• **ACTIVITY**: When the line containing "One pin marks each instance of the car hood." appears in the entries below, begin printing there and stop after the line containing "One pin marks each instance of the floating"; print each of those lines exactly and no other line.

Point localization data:
────────────────

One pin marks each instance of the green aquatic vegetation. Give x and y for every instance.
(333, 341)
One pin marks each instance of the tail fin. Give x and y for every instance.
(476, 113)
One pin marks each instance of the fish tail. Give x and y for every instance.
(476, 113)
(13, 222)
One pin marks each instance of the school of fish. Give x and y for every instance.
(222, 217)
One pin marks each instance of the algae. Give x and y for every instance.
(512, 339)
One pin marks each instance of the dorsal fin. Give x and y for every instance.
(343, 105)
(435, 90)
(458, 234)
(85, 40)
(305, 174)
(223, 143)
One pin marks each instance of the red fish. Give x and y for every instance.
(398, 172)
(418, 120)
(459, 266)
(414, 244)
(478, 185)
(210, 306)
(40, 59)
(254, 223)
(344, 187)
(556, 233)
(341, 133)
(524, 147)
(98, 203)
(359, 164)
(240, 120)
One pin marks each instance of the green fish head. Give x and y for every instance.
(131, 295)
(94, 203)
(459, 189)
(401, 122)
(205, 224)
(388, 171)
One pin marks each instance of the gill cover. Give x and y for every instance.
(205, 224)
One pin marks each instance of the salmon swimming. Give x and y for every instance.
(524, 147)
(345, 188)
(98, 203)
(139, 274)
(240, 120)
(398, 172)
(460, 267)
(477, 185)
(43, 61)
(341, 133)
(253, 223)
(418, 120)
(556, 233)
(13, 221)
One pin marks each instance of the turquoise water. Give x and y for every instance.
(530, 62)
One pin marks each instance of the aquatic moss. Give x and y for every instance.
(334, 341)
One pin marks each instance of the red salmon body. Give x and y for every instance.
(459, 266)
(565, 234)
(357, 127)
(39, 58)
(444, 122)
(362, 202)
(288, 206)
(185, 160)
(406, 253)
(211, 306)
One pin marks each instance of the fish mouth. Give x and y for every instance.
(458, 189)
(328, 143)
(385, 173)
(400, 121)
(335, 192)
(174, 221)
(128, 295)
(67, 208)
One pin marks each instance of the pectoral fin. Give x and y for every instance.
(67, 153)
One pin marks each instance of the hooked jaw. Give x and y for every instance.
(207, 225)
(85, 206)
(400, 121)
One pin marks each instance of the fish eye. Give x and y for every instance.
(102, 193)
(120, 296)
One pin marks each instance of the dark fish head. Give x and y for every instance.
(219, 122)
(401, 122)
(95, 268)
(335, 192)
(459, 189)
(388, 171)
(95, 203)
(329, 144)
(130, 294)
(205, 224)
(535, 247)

────────────────

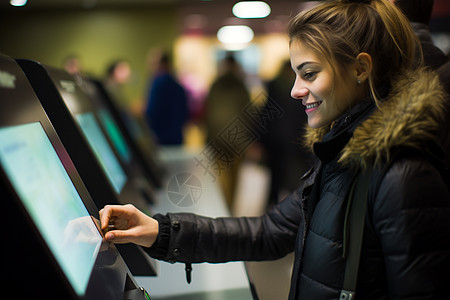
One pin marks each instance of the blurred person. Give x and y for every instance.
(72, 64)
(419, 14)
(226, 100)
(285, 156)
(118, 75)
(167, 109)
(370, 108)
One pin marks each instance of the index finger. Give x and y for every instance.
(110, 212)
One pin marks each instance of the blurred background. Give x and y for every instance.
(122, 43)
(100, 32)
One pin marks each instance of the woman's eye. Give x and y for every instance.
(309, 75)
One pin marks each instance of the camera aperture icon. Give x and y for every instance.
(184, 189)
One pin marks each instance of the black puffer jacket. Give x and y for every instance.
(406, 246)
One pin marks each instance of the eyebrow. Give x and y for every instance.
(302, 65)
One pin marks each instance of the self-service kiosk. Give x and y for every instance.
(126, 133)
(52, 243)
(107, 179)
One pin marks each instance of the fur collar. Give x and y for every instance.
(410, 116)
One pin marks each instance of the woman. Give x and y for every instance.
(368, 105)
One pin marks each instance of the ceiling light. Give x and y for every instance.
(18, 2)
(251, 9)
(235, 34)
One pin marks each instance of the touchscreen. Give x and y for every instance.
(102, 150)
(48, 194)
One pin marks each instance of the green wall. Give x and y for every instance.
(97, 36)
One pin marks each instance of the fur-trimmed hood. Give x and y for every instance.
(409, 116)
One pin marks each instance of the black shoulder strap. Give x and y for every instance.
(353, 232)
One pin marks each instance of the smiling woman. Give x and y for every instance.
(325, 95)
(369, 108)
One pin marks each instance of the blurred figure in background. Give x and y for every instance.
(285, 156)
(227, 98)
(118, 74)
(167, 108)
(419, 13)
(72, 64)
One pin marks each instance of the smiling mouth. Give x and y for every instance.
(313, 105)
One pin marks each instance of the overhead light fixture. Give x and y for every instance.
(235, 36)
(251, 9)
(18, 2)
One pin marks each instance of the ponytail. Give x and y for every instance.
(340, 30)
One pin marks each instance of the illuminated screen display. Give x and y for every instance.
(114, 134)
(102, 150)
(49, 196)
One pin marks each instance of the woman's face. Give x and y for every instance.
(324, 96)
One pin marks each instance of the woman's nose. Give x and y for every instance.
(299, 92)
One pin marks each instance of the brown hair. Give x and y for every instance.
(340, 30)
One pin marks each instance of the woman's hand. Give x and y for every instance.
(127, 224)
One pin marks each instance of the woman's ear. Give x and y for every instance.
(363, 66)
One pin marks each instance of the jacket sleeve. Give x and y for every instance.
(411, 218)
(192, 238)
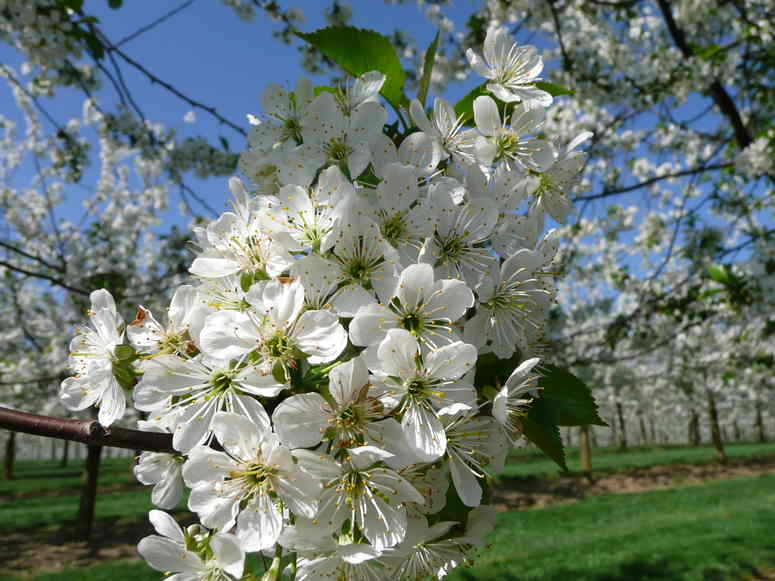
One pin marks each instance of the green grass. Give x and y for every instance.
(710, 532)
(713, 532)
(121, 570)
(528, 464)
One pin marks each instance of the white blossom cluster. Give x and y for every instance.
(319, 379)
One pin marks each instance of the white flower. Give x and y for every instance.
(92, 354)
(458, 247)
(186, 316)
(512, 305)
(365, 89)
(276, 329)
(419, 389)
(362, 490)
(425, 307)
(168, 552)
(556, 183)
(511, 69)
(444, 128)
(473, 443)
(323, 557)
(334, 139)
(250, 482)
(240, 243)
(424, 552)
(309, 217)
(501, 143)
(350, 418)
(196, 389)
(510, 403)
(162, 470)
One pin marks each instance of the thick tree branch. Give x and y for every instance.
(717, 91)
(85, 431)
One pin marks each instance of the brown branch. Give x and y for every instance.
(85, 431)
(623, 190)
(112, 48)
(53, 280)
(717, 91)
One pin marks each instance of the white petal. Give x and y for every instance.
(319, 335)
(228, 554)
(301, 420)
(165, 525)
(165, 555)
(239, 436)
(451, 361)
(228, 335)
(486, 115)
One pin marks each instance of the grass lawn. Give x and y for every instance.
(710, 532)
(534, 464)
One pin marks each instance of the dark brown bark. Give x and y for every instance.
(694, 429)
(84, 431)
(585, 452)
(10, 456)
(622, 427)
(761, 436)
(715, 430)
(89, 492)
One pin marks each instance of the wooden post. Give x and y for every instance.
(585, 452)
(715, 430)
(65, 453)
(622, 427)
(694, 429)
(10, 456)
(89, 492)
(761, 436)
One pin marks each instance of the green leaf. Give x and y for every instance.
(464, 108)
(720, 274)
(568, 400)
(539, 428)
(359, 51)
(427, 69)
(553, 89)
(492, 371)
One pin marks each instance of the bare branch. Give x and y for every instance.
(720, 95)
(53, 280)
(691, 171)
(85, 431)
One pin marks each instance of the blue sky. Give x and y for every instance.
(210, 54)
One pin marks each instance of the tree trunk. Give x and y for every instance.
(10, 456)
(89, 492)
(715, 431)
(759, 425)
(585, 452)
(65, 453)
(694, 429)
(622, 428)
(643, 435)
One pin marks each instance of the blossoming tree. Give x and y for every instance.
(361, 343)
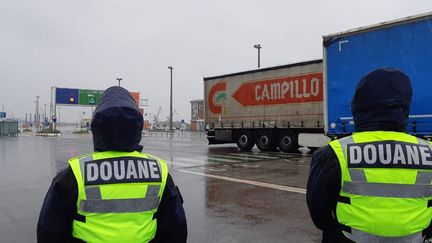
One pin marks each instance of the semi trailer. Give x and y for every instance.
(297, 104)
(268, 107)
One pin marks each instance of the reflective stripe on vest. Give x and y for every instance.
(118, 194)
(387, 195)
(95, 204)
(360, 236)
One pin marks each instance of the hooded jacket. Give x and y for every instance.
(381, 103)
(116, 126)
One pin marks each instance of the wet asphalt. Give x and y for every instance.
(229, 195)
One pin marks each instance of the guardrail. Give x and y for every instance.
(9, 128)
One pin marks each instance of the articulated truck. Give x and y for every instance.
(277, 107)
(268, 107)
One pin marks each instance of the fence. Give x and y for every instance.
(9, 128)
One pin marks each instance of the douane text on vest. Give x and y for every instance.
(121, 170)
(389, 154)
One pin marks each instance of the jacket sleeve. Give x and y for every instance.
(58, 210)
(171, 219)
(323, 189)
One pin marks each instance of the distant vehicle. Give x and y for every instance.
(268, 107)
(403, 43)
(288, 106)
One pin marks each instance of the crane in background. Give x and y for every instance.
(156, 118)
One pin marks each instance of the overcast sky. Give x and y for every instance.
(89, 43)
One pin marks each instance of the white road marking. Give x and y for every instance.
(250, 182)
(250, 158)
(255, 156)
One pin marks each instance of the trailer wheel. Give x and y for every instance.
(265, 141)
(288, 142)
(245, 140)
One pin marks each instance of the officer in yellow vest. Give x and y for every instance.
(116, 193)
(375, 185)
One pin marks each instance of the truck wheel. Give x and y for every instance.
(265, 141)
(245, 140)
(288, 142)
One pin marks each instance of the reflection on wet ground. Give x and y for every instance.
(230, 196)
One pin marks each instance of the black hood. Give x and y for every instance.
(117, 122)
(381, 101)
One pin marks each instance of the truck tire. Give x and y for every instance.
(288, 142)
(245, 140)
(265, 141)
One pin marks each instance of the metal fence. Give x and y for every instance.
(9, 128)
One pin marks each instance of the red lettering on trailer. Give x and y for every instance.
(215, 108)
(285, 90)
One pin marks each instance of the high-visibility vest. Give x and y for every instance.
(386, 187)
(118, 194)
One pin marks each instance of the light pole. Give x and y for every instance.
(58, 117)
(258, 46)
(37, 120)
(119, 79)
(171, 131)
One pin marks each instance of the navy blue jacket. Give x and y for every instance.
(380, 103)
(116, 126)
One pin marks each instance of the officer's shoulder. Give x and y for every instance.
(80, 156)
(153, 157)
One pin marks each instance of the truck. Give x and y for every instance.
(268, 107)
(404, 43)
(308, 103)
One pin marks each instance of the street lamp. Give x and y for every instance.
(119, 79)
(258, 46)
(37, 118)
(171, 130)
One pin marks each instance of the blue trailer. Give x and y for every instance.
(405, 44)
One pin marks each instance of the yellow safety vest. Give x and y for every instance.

────────────────

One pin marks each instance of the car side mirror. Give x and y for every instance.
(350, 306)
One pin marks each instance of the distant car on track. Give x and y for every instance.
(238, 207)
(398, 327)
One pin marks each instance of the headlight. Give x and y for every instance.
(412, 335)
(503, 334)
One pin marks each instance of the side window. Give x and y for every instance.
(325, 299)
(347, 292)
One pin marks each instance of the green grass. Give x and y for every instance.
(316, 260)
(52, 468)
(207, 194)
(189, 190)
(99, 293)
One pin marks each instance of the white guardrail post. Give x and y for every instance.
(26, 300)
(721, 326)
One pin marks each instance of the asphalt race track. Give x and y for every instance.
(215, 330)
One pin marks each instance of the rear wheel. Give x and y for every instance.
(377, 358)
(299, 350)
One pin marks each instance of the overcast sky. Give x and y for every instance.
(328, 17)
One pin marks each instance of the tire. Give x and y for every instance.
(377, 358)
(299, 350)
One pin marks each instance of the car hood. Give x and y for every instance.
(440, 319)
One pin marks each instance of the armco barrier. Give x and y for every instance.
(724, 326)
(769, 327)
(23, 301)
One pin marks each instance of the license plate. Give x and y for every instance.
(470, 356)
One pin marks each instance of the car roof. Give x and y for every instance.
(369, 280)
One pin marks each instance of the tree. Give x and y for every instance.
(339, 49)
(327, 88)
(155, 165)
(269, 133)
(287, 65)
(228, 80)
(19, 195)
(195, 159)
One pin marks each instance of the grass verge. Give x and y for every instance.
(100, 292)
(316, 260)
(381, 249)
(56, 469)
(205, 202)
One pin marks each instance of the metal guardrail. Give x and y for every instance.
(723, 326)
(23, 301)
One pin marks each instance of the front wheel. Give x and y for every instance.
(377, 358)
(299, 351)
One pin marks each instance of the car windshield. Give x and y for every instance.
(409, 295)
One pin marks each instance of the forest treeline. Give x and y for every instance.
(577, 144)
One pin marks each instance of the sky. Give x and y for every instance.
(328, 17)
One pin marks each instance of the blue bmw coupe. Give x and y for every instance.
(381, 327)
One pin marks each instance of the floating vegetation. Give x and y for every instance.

────────────────

• **SOLUTION TO THE PROBLEM**:
One pin marks each instance of the car hood. Give x and y for every instance.
(440, 319)
One pin marks each instance of the armco barrier. Give x and y for every instance.
(724, 326)
(769, 327)
(23, 301)
One pin marks each instance of the license plate. Give x and y for every instance.
(470, 356)
One pin marks each instance of the car roof. Give x and y for every instance.
(369, 280)
One pin marks each instance of the tree. Give x and y for every instance.
(339, 49)
(327, 88)
(155, 165)
(269, 133)
(287, 65)
(228, 80)
(19, 195)
(195, 159)
One pin marks each instance of the grass verge. Give x and y for every instance.
(100, 292)
(316, 260)
(381, 249)
(56, 469)
(205, 202)
One pin marks each instance of the metal guardrail. Give x and y for every instance.
(723, 326)
(23, 301)
One pin marks each instance of the front wheel. Give x and y for every instance.
(377, 358)
(299, 351)
One pin marks each instance of the car windshield. Give x and y for every instance.
(409, 295)
One pin marks each instance of the forest treeline. Give x and y for every instance.
(577, 144)
One pin marks each instance of the sky. Give x and y for every instance.
(328, 17)
One pin marks each instance of the blue bmw coupe. Give x and y for every instance.
(381, 327)
One pin marks each instance of the floating vegetation. Give x and y for every instance.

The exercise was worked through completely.